*** Data for the task ***

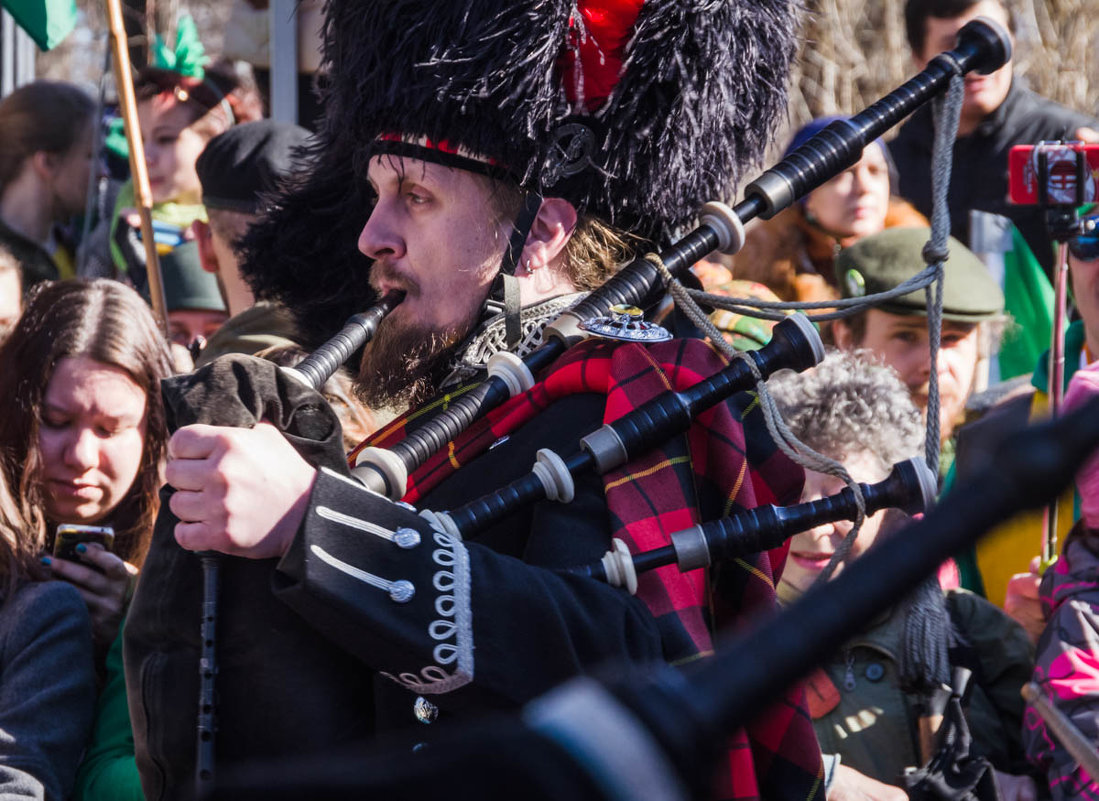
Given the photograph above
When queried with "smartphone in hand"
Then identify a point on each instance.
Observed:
(69, 535)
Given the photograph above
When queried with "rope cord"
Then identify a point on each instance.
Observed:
(946, 112)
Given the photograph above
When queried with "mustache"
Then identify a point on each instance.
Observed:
(386, 271)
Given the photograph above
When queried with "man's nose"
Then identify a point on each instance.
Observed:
(379, 235)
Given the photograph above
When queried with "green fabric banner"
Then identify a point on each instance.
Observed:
(1028, 297)
(47, 22)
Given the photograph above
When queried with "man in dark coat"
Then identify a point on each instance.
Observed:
(495, 199)
(998, 113)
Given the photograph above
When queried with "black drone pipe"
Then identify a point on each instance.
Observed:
(983, 46)
(657, 734)
(314, 370)
(317, 368)
(910, 487)
(795, 344)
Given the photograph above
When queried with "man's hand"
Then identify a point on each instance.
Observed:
(241, 491)
(1016, 788)
(848, 785)
(1022, 603)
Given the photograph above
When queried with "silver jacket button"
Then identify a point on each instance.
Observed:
(424, 710)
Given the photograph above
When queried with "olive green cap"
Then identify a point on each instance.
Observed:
(885, 260)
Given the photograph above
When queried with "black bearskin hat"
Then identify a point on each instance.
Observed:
(636, 111)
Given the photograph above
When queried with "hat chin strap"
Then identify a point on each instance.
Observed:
(503, 296)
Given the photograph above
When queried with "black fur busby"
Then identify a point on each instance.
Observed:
(636, 111)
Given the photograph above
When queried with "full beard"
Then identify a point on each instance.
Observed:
(402, 366)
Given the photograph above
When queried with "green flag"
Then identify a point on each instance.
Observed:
(46, 21)
(1028, 298)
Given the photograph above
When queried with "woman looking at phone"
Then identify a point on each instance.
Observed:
(84, 436)
(81, 443)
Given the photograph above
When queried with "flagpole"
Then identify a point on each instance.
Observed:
(142, 192)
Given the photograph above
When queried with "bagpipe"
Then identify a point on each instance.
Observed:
(910, 487)
(657, 733)
(983, 46)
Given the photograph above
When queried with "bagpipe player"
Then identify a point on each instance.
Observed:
(495, 160)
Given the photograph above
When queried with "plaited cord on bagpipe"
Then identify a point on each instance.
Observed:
(946, 112)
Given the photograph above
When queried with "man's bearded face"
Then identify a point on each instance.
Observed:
(433, 234)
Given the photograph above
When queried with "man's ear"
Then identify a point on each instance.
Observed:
(843, 336)
(550, 233)
(203, 237)
(43, 164)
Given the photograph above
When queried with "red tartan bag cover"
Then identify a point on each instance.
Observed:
(725, 463)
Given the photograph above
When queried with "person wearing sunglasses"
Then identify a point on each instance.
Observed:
(1003, 566)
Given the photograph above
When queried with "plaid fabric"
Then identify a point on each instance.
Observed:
(724, 464)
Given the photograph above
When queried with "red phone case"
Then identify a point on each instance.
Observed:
(1022, 173)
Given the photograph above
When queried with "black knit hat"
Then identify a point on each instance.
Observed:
(679, 98)
(240, 165)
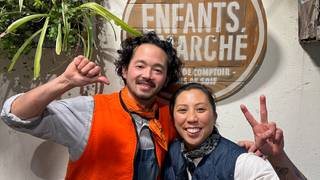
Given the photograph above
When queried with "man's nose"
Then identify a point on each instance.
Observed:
(147, 73)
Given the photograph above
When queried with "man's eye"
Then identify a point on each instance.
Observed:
(159, 71)
(182, 110)
(201, 110)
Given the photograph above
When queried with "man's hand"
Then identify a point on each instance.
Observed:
(81, 72)
(268, 138)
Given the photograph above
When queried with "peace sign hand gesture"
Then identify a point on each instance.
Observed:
(268, 138)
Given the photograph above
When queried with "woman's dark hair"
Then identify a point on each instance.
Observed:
(190, 86)
(129, 45)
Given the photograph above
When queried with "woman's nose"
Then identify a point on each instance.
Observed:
(192, 117)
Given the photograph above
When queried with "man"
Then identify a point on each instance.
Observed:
(123, 135)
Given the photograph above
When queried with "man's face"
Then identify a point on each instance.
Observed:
(146, 73)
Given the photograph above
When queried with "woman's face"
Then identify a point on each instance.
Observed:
(194, 117)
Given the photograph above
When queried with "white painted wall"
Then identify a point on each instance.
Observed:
(289, 77)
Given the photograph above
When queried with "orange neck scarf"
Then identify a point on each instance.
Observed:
(154, 125)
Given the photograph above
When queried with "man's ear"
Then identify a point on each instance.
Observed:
(124, 72)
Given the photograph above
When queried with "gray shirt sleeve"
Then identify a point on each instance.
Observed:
(66, 122)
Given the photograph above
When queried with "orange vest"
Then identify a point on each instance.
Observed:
(112, 143)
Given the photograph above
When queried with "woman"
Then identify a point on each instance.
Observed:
(201, 152)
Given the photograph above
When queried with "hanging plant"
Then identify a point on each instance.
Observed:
(68, 23)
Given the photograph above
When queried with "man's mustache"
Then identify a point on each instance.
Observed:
(148, 82)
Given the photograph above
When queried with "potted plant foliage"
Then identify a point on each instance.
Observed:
(65, 23)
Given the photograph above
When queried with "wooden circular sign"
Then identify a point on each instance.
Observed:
(222, 43)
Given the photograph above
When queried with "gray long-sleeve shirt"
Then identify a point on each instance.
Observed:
(67, 122)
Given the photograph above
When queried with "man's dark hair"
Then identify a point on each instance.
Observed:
(189, 86)
(129, 45)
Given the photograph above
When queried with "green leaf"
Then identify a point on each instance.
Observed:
(22, 21)
(38, 55)
(59, 40)
(83, 42)
(109, 16)
(20, 5)
(89, 28)
(21, 49)
(66, 27)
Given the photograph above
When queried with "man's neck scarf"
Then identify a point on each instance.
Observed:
(132, 106)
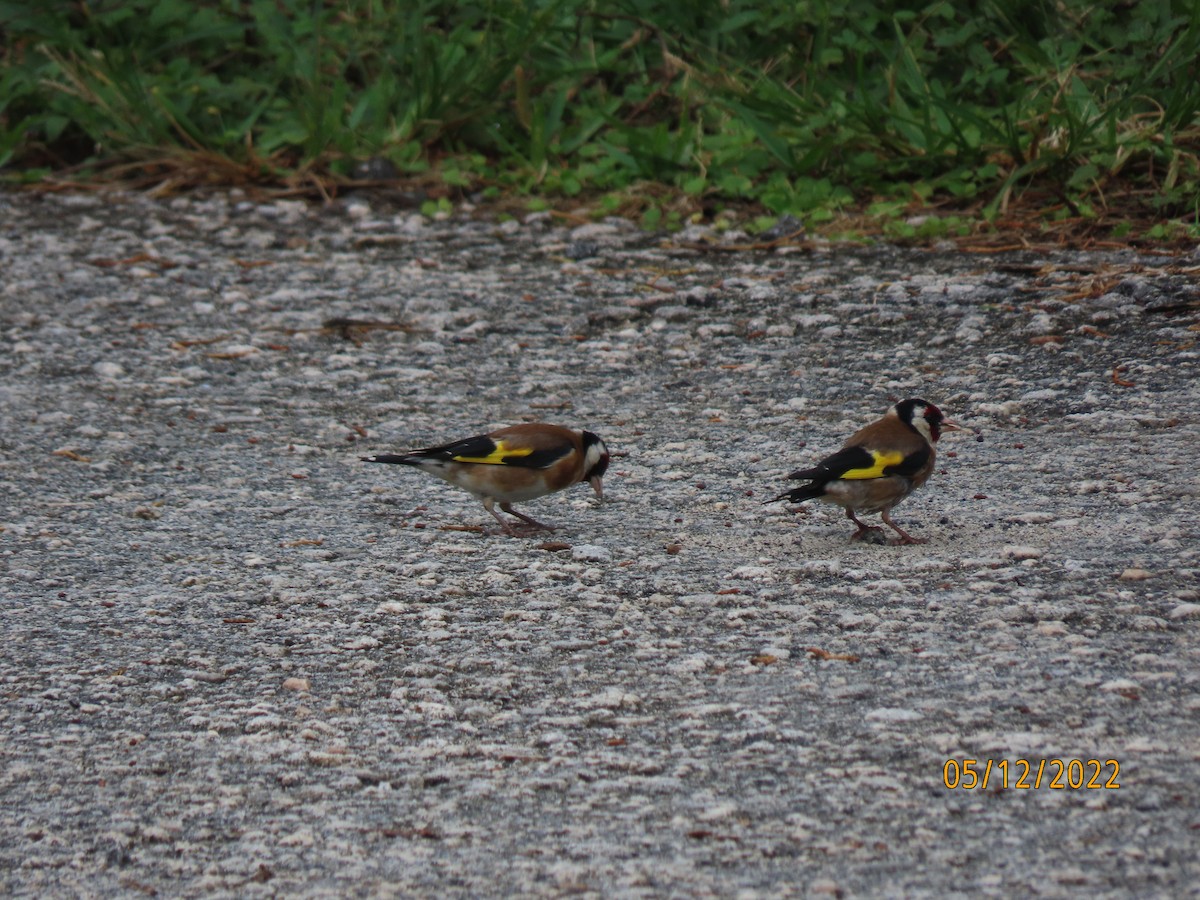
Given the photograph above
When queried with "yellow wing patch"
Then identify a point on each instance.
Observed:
(498, 455)
(882, 461)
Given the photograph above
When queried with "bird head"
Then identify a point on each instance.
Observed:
(924, 418)
(595, 462)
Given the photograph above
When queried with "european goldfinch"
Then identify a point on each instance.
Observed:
(514, 465)
(877, 467)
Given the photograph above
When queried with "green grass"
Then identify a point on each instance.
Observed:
(982, 109)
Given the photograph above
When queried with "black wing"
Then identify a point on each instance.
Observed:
(858, 462)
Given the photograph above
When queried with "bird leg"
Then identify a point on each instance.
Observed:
(523, 517)
(532, 527)
(905, 538)
(864, 532)
(490, 505)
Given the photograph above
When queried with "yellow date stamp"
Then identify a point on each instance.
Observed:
(1032, 774)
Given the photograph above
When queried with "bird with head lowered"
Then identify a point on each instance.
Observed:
(514, 465)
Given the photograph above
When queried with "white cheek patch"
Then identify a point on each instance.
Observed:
(593, 456)
(922, 426)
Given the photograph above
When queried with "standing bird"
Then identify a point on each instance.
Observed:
(514, 465)
(879, 466)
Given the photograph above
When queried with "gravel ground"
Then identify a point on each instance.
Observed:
(240, 663)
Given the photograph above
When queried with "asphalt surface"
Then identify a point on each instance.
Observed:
(241, 663)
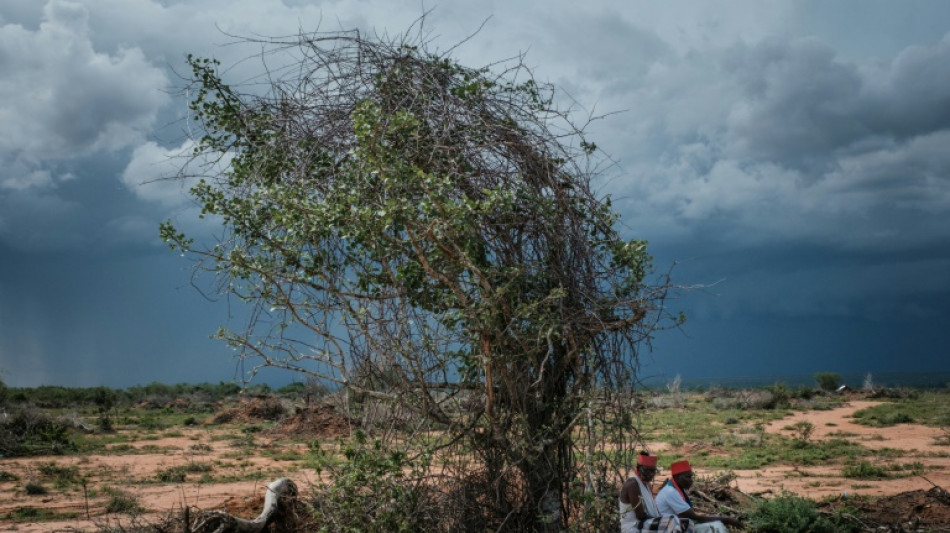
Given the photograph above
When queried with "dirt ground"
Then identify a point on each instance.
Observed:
(911, 498)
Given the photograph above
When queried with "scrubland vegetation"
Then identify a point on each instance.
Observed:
(721, 430)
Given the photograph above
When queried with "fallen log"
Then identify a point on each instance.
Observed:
(279, 504)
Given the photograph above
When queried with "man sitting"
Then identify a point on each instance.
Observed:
(673, 499)
(638, 510)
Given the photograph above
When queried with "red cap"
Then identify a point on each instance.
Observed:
(679, 467)
(646, 460)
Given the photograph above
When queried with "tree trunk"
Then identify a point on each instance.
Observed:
(278, 507)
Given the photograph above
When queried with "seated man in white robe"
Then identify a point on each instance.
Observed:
(673, 499)
(638, 510)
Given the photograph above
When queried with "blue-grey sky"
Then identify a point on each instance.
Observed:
(791, 157)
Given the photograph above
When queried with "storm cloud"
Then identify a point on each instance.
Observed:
(788, 157)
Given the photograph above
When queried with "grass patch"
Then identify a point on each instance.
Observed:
(864, 470)
(929, 408)
(122, 502)
(178, 474)
(33, 514)
(33, 488)
(790, 514)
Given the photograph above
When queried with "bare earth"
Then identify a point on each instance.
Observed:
(917, 441)
(135, 472)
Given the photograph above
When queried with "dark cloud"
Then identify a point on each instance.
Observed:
(789, 155)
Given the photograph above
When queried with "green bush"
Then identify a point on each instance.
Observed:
(123, 503)
(788, 514)
(864, 470)
(35, 489)
(827, 381)
(29, 433)
(368, 491)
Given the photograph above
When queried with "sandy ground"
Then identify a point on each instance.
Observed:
(917, 441)
(135, 473)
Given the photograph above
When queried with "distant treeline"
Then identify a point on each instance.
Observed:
(60, 397)
(914, 380)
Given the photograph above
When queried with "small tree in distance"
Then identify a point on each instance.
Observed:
(426, 234)
(827, 381)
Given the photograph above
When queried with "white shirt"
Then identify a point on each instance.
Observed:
(627, 514)
(669, 501)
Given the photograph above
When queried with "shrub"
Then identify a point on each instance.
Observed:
(827, 381)
(30, 433)
(788, 514)
(35, 489)
(864, 470)
(122, 502)
(350, 500)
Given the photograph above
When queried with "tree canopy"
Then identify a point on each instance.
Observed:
(426, 235)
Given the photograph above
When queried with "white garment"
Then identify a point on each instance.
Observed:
(627, 514)
(669, 501)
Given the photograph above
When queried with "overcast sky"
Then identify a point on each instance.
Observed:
(793, 157)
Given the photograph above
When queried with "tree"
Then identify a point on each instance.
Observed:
(426, 235)
(827, 381)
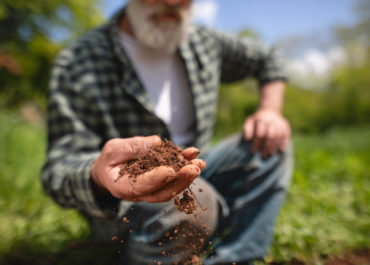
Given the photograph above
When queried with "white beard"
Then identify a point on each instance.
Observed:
(164, 36)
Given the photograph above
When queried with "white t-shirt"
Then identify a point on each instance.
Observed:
(163, 76)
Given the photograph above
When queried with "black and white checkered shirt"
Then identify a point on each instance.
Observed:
(95, 95)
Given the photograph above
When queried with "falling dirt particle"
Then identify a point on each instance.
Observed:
(195, 260)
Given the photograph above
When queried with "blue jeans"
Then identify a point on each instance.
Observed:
(254, 189)
(243, 193)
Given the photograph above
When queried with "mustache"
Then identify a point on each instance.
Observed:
(163, 9)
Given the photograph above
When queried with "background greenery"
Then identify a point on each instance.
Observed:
(328, 207)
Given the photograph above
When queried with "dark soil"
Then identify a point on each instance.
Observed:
(167, 154)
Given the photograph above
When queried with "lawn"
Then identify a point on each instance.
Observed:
(327, 210)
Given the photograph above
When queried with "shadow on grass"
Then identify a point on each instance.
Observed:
(81, 253)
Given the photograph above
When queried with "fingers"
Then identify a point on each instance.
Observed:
(190, 153)
(269, 133)
(121, 150)
(153, 180)
(185, 177)
(259, 135)
(199, 163)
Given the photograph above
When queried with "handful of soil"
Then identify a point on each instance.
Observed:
(167, 154)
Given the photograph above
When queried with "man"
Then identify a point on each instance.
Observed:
(150, 72)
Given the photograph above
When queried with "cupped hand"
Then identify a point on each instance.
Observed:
(157, 185)
(268, 130)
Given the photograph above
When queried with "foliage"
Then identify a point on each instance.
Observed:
(327, 209)
(328, 204)
(30, 34)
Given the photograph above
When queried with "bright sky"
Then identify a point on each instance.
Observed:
(280, 22)
(273, 20)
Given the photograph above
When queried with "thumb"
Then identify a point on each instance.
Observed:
(249, 128)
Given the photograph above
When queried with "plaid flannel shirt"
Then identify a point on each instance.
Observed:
(95, 95)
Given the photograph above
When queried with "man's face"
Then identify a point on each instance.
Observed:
(166, 10)
(160, 24)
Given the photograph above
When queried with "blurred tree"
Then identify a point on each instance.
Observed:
(31, 33)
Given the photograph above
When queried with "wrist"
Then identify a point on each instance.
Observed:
(97, 186)
(269, 109)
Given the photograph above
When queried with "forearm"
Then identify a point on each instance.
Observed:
(272, 96)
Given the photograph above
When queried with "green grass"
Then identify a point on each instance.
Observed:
(326, 212)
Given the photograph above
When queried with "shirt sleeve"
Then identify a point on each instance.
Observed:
(73, 144)
(247, 57)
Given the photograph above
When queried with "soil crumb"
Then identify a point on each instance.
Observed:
(166, 154)
(187, 203)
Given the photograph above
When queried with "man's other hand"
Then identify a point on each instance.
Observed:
(157, 185)
(268, 130)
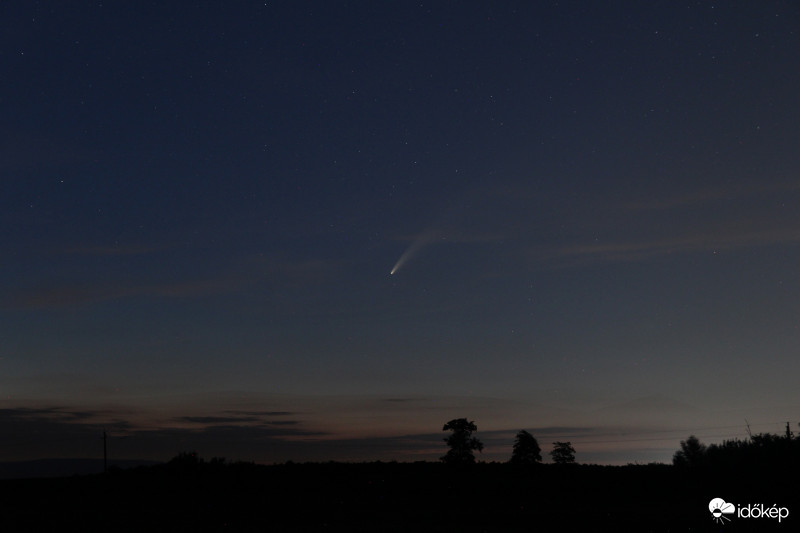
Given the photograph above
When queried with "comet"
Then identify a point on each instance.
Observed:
(413, 249)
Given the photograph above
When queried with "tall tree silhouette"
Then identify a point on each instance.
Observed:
(563, 453)
(461, 442)
(526, 450)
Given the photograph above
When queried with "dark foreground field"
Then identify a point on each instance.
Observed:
(388, 497)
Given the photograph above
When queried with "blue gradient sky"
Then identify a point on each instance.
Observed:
(201, 204)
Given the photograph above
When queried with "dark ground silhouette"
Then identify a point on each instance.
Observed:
(189, 495)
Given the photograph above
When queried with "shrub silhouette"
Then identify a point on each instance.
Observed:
(526, 449)
(692, 453)
(461, 442)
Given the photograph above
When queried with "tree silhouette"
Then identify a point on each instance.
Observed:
(692, 453)
(563, 453)
(526, 450)
(461, 442)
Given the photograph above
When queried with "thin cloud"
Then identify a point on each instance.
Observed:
(638, 250)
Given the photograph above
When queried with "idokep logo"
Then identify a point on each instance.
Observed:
(719, 508)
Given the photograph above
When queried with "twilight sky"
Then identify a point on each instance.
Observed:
(592, 210)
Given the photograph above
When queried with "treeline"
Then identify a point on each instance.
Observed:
(760, 450)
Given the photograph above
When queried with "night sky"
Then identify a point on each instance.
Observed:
(591, 211)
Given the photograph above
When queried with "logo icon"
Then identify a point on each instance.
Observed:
(719, 508)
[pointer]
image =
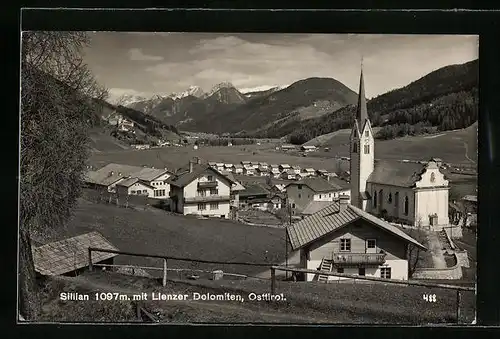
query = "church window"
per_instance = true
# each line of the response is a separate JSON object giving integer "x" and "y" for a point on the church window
{"x": 433, "y": 177}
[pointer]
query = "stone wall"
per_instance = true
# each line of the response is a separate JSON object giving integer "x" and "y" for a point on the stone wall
{"x": 451, "y": 273}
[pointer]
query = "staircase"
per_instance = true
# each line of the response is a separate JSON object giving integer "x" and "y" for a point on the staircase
{"x": 443, "y": 239}
{"x": 326, "y": 265}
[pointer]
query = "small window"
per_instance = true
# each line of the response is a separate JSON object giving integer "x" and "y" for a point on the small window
{"x": 371, "y": 243}
{"x": 345, "y": 245}
{"x": 385, "y": 272}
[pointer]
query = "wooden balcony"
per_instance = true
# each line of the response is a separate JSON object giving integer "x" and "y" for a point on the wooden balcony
{"x": 347, "y": 258}
{"x": 207, "y": 184}
{"x": 208, "y": 198}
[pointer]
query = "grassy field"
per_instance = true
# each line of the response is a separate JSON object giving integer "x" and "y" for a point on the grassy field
{"x": 361, "y": 303}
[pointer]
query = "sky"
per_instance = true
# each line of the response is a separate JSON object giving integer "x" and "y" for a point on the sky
{"x": 147, "y": 64}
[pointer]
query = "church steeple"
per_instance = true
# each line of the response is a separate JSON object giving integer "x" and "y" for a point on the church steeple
{"x": 361, "y": 110}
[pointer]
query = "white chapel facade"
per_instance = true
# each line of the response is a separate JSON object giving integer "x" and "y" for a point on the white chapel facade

*** End of Data for the task ***

Aim of the exercise
Pull out every line above that holds the word "dark".

Written solution
When queried with "man in dark coat"
When queried with "woman's dark hair"
When queried with "man's dark hair"
When queried with "dark cloud"
When queried with "dark soil"
When queried with "dark foreground field"
When queried with "dark ground silhouette"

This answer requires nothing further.